#### [Task description]
Answer with a bare number: the count of lines in the records below that have the word "house".

(Phrase grounding data)
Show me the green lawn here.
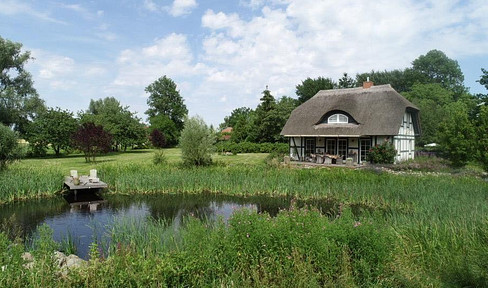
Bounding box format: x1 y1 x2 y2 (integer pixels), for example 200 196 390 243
15 148 268 175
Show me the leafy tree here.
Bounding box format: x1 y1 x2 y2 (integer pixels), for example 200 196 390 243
338 73 356 88
438 102 476 167
267 96 297 142
148 114 179 146
219 107 253 130
478 68 488 91
0 36 45 134
145 76 188 145
410 49 466 96
179 116 215 166
296 76 335 104
231 110 256 143
0 124 23 170
82 97 146 151
150 129 166 148
71 122 112 162
356 69 413 93
403 83 453 146
26 108 78 156
477 105 488 172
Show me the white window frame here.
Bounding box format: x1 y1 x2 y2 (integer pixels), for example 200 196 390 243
328 114 348 124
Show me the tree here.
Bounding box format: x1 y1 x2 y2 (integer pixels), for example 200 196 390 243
296 77 335 104
478 68 488 91
219 107 253 130
252 89 279 143
82 97 146 151
411 50 466 96
476 105 488 171
356 69 412 93
145 76 188 145
0 124 23 170
338 73 356 88
403 83 454 146
26 108 78 156
0 37 45 134
438 102 476 167
71 122 112 162
179 116 215 166
150 129 166 148
232 110 256 143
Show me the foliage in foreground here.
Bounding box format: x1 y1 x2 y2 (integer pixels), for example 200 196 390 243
0 208 398 287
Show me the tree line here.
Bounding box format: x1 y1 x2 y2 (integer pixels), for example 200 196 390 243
0 36 190 165
1 35 487 170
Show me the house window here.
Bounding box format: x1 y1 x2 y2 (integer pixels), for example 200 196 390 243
327 114 348 124
326 139 336 155
305 138 316 157
338 139 347 159
360 139 371 162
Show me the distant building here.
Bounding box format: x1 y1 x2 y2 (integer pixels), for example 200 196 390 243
280 82 421 164
220 127 233 141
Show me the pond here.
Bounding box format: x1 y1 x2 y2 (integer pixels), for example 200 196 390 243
0 192 338 259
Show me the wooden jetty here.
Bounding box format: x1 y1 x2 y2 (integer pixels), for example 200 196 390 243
64 176 108 194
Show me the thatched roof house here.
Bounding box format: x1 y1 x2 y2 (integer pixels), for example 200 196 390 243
281 82 420 164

#### [Response to the task]
2